--- DIRECTIVE ---
Pick out each line in the records below that contains the word "white" and copy it.

--- DATA FOR THIS TASK ---
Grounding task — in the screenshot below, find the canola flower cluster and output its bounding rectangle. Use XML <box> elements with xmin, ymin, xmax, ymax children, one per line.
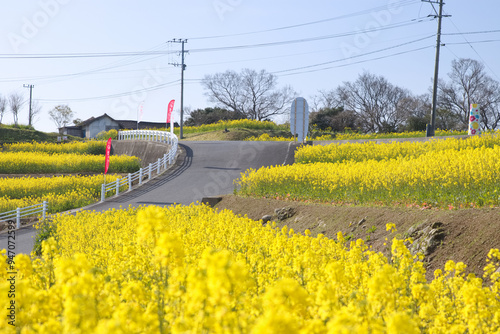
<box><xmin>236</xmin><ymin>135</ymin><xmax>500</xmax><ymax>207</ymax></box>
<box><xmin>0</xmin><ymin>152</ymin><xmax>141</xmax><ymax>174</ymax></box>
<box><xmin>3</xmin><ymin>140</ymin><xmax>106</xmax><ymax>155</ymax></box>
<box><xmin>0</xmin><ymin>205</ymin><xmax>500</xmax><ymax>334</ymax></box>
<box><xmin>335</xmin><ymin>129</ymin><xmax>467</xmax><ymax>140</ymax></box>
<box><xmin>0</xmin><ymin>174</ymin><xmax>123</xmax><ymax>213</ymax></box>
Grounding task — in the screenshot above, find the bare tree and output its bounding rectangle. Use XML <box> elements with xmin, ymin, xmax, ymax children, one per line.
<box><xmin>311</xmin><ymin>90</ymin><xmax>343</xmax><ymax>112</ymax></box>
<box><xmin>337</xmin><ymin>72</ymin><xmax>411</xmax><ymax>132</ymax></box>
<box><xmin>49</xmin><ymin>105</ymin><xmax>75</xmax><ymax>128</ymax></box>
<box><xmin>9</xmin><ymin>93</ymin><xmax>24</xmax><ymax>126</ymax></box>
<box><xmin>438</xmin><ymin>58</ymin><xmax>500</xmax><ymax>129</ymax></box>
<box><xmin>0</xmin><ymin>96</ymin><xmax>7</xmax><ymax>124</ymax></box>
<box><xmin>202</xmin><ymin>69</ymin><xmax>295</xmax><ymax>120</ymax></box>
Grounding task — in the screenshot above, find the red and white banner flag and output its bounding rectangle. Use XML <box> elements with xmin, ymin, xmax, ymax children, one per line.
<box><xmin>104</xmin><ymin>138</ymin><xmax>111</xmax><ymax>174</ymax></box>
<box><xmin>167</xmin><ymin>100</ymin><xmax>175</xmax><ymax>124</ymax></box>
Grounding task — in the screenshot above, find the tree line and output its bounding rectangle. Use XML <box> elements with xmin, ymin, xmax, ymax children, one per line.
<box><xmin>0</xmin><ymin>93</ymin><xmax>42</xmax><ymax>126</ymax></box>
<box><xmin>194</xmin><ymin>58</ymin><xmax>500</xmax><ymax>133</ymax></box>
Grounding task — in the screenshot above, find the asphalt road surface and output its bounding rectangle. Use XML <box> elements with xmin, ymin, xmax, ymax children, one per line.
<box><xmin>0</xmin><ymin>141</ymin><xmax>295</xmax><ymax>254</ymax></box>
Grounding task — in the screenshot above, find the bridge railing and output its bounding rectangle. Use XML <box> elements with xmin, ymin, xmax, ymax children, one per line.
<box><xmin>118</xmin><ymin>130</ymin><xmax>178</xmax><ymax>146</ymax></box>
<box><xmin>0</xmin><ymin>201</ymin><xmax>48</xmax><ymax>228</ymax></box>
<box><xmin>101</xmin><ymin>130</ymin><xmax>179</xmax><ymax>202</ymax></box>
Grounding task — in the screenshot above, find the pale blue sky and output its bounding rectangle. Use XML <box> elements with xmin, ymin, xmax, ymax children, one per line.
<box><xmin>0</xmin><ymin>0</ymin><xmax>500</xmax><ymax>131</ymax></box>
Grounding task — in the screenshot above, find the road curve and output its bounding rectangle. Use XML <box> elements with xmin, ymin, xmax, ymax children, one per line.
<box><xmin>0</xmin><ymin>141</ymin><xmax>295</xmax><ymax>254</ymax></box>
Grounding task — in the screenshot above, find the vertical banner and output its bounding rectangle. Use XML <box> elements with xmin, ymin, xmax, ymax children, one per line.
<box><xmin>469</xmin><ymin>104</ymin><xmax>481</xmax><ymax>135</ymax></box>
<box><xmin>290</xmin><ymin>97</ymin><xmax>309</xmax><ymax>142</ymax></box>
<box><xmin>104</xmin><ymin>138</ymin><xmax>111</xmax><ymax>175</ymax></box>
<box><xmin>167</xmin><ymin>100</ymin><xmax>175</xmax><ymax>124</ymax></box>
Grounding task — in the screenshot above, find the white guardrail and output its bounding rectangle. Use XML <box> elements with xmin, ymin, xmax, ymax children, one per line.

--- TASK SOLUTION ---
Grounding task — in the screenshot above, find the red and white banner flag and output its bounding rectangle. Use XML <box> elements with xmin, ymin, xmax, ymax children, one per line.
Grounding task — in the screenshot above, find the white guardrail and output its bounding rectangle. Use XML <box> elements with xmin, ymin, xmax, ymax children, one per line.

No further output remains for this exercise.